### Work to complete
Report each line in the listing below that contains the word "positive", copying the whole line. Case counts.

### Data for the task
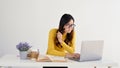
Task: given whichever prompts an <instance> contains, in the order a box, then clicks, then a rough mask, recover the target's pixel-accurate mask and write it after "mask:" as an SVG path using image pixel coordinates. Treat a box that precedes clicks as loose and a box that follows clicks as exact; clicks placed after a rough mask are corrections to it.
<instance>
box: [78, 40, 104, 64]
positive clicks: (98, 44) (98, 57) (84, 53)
mask: <svg viewBox="0 0 120 68" xmlns="http://www.w3.org/2000/svg"><path fill="white" fill-rule="evenodd" d="M103 45H104V41H103V40H95V41H82V43H81V53H80V59H78V60H77V61H80V62H81V61H96V60H101V59H102V52H103Z"/></svg>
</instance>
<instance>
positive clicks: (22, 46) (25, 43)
mask: <svg viewBox="0 0 120 68" xmlns="http://www.w3.org/2000/svg"><path fill="white" fill-rule="evenodd" d="M16 48H17V49H18V50H19V51H28V50H29V49H30V48H31V46H30V45H29V44H28V43H27V42H20V43H19V44H18V45H16Z"/></svg>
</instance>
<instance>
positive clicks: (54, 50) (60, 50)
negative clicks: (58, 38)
mask: <svg viewBox="0 0 120 68" xmlns="http://www.w3.org/2000/svg"><path fill="white" fill-rule="evenodd" d="M56 32H57V29H51V30H50V32H49V38H48V49H47V54H49V55H55V56H65V54H66V53H74V51H75V34H73V39H72V41H71V42H72V44H70V45H71V46H69V45H67V44H66V43H65V42H64V40H65V38H66V35H62V40H63V42H62V43H61V46H62V48H61V47H57V46H56V44H55V43H54V42H55V41H54V39H55V37H56V35H57V34H56ZM74 33H75V32H74Z"/></svg>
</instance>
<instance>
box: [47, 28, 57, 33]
mask: <svg viewBox="0 0 120 68" xmlns="http://www.w3.org/2000/svg"><path fill="white" fill-rule="evenodd" d="M57 30H58V29H57V28H52V29H50V31H49V32H50V33H51V32H52V33H56V32H57Z"/></svg>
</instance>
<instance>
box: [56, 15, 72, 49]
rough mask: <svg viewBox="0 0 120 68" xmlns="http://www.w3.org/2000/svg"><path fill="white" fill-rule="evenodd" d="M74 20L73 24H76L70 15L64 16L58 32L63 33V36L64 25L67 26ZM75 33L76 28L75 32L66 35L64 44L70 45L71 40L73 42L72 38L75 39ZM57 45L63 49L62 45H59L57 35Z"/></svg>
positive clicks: (59, 27) (57, 45) (60, 22)
mask: <svg viewBox="0 0 120 68" xmlns="http://www.w3.org/2000/svg"><path fill="white" fill-rule="evenodd" d="M71 19H72V20H73V22H74V18H73V17H72V16H71V15H70V14H64V15H63V16H62V17H61V19H60V23H59V28H58V30H57V32H58V31H59V32H61V33H62V34H63V33H64V30H65V29H64V28H63V27H64V25H65V24H67V23H68V22H69V21H70V20H71ZM73 32H74V28H73V30H72V31H71V32H70V33H67V35H66V39H65V40H64V42H65V43H66V44H68V45H69V44H70V43H71V40H72V38H73ZM55 44H56V46H58V47H62V46H61V45H60V43H59V41H58V38H57V35H56V38H55Z"/></svg>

### Task solution
positive clicks: (98, 44) (98, 57) (84, 53)
positive clicks: (22, 46) (25, 43)
positive clicks: (54, 50) (60, 50)
positive clicks: (59, 27) (57, 45) (60, 22)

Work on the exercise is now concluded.